## WORK INSTRUCTION
Go through the entries below and print, exactly, the lines starting at the one with "Target: dog whisker" and ending at the one with "Target: white fur", keeping both ends and no others.
---------- RECORDS SUPPLIED
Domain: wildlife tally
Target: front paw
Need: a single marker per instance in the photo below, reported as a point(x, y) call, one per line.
--------------------
---------- RECORDS SUPPLIED
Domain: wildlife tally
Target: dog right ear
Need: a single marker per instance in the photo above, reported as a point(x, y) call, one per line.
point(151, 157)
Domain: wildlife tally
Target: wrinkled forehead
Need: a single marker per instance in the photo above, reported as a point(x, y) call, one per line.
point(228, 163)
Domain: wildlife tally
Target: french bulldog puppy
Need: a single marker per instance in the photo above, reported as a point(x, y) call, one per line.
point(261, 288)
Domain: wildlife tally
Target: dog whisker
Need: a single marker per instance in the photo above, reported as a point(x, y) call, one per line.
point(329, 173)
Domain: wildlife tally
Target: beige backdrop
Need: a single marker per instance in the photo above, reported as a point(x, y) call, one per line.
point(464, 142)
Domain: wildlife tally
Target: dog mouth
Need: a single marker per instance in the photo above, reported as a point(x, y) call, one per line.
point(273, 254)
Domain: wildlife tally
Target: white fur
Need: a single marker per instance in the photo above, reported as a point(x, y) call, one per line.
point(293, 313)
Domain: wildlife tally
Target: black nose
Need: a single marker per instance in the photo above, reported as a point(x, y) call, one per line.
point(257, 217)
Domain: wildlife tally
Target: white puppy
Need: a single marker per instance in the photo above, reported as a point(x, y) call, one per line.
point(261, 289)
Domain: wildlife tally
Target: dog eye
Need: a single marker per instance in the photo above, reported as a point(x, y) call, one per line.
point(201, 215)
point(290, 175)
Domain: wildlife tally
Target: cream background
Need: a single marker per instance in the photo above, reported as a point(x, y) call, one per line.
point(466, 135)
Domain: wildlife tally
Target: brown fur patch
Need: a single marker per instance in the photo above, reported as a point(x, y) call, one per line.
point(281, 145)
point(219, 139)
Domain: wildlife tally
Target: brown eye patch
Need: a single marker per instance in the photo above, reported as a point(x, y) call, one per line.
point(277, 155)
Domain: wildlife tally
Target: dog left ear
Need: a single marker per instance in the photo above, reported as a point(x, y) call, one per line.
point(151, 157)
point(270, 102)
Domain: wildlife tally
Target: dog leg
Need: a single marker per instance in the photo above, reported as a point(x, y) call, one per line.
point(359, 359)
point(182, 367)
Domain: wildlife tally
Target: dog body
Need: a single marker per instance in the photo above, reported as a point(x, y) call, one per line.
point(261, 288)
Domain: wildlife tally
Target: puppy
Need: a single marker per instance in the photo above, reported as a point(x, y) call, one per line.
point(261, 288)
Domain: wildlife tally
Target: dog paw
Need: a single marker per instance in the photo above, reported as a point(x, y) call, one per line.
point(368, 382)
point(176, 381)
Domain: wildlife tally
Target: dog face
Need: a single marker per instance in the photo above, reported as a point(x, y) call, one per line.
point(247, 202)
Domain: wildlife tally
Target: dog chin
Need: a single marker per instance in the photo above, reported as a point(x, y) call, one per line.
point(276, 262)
--------------------
## RESULT FOR THIS EXERCISE
Target: dog whisker
Need: a single marker per instance in the photo above, reported as a point(x, y) call, one per line.
point(329, 173)
Domain: wildlife tally
Target: beige backdrop
Need: a single marker per instance in the photo above, reported as a point(x, y) call, one per line.
point(464, 142)
Domain: wildlife tally
Target: dog mouth
Need: a single marker per instance in the photo above, reported as a point(x, y) call, one per line.
point(273, 254)
Domain: wildlife tally
Target: white fur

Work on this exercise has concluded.